OBJECTIF A
D'après l'extrait du document, à quelle époque apparaît la première vague associée à la critique institutionnelle ?

EXTRAIT DU DOCUMENT
>>>
L'équipe du MAJ
Semaine 7 – La critique institutionnelle
Dernière mise à jour : 21 mai 2020
Thème de la semaine : revisiter les collections
Faire entendre les silences / Faire voir les absences
L’expression « critique institutionnelle » renvoie entre autres à un genre artistique et à une période historique précise qui s’inscrit dans la foulée de l’art conceptuel. Fin des années 1960, début des années 1970, la première vague associée à la critique institutionnelle donne lieu à des œuvres qui étudient le fonctionnement interne des institutions artistiques.
Les artistes conceptuels dont l’approche est liée à ce genre refusent l’idée selon laquelle l’œuvre d’art est neutre, seulement esthétique, donc apolitique, pour plutôt la considérer comme un objet inscrit au sein d’un système empreint de rapports de force et d’idéologies qu’il faut mettre au jour. Les artistes cherchent alors à rendre les institutions artistiques (le système) transparentes, en s’attardant à ses donateurs, son personnel, son conseil d’administration, le type d’œuvres collectionnées, leurs modes de présentation, afin de débusquer les incohérences entre l’image, le mandat et les actions posées.
<<<
MATÉRIEL DE TRAVAIL
>>>
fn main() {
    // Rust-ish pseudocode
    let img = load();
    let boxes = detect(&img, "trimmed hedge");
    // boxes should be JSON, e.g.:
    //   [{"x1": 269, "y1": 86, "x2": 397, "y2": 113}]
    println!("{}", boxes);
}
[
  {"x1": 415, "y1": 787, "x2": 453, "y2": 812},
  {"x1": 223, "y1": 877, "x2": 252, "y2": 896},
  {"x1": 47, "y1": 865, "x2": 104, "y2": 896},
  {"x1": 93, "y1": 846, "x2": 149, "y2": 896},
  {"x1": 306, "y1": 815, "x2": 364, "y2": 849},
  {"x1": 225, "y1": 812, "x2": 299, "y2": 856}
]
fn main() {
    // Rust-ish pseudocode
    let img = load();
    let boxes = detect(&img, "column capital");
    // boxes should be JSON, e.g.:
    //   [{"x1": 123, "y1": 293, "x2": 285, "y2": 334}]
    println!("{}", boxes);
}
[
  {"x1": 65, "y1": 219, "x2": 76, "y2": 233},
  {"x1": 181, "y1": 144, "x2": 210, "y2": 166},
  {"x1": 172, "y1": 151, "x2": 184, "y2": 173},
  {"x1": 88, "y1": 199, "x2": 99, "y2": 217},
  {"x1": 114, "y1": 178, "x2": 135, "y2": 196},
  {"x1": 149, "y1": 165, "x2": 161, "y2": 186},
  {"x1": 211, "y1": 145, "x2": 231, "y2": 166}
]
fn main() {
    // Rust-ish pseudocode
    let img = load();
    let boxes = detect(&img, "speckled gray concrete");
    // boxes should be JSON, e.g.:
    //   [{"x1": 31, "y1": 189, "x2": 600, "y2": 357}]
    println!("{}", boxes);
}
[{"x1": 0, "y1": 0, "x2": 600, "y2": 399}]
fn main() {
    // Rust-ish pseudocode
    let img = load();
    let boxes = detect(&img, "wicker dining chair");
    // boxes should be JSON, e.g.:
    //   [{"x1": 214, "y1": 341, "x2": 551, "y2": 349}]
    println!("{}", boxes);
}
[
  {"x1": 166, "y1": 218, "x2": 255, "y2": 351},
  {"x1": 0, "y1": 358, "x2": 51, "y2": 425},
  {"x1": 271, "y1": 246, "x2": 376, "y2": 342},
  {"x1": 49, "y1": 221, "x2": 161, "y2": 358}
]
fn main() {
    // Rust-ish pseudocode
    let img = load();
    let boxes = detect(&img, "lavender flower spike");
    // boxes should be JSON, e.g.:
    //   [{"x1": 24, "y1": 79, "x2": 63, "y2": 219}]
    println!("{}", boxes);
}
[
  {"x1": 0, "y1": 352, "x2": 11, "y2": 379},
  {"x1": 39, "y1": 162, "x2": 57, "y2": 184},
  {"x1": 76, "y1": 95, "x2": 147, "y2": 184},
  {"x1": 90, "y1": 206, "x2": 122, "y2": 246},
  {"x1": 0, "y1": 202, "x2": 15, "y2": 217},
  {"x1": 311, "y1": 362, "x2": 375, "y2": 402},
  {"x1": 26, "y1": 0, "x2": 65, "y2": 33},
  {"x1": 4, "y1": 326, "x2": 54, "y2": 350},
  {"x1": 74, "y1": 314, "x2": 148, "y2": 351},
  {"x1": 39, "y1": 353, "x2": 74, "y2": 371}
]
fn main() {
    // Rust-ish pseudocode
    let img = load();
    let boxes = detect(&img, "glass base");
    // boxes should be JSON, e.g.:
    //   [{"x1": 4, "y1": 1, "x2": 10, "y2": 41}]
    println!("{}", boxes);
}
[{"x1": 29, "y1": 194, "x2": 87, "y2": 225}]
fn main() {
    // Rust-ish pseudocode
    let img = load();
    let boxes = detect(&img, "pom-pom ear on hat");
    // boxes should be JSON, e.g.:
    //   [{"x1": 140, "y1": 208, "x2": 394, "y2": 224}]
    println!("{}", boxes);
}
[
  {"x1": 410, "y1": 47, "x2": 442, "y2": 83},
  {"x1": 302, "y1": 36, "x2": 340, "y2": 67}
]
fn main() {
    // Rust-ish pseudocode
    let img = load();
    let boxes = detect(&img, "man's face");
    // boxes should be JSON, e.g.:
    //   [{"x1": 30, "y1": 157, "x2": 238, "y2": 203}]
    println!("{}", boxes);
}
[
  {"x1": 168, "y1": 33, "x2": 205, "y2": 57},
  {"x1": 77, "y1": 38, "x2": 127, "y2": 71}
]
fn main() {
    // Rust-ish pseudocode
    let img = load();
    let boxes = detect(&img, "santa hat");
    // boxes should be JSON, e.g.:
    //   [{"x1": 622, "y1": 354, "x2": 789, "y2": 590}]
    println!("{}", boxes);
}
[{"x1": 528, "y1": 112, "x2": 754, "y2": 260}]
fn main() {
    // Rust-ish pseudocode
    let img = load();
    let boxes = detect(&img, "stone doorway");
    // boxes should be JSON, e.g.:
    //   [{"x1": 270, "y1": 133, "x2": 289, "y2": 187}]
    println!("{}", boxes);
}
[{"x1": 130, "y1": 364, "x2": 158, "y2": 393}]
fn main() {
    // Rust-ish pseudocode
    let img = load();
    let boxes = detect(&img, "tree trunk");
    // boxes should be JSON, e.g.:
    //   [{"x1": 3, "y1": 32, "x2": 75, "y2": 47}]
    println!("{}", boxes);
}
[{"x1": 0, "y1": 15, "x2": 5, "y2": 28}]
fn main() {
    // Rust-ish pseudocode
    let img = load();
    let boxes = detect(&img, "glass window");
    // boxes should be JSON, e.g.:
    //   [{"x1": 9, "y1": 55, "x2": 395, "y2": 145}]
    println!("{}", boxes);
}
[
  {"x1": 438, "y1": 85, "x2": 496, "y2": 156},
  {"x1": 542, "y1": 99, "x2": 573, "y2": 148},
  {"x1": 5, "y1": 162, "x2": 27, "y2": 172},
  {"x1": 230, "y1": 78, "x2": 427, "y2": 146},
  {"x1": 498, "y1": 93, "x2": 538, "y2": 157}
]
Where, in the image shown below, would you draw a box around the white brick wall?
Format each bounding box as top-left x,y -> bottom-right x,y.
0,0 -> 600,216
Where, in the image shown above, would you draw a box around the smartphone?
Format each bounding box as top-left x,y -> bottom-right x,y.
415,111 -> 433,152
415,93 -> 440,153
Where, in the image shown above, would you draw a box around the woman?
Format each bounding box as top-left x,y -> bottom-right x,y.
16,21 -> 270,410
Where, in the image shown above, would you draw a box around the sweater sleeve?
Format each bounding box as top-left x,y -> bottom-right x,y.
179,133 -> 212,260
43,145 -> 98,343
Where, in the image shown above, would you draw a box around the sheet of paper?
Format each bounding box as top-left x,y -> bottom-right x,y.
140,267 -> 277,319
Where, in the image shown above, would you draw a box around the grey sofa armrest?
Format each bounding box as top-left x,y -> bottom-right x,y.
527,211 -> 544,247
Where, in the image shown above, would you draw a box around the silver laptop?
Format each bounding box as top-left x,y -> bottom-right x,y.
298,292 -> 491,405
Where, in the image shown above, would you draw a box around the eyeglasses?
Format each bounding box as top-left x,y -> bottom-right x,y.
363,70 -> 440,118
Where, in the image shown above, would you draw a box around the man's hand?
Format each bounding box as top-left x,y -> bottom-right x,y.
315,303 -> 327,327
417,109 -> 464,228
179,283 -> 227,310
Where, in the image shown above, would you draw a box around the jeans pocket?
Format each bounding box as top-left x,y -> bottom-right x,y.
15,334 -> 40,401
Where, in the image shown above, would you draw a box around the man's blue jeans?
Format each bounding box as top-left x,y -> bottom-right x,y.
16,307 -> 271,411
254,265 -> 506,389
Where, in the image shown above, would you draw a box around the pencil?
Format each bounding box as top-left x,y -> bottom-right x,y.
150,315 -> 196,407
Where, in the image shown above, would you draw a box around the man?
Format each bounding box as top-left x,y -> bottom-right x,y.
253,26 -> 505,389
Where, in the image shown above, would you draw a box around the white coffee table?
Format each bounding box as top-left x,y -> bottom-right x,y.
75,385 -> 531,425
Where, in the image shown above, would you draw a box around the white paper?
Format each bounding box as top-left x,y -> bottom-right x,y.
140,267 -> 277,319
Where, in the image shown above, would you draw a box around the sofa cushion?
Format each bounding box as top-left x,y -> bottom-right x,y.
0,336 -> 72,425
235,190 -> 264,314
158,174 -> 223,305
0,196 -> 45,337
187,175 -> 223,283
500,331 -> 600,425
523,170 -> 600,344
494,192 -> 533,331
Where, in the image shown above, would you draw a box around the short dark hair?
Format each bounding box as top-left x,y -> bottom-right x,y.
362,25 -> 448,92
<<<
OBJECTIF B
Recopiez telles quelles les entrées, depuis la ligne qui contient « the sofa cushion? » jusqu'à la dernière ligne des entrées, ces deux lignes comprises.

BONNE RÉPONSE A
À la fin des années 1960 et au début des années 1970.

BONNE RÉPONSE B
Where, in the image shown above, would you draw a box around the sofa cushion?
Format each bounding box as top-left x,y -> bottom-right x,y.
0,336 -> 72,425
235,190 -> 264,314
158,174 -> 223,305
0,196 -> 45,337
187,175 -> 223,283
500,331 -> 600,425
523,170 -> 600,344
494,192 -> 533,331
Where, in the image shown above, would you draw a box around the short dark hair?
Format each bounding box as top-left x,y -> bottom-right x,y.
362,25 -> 448,92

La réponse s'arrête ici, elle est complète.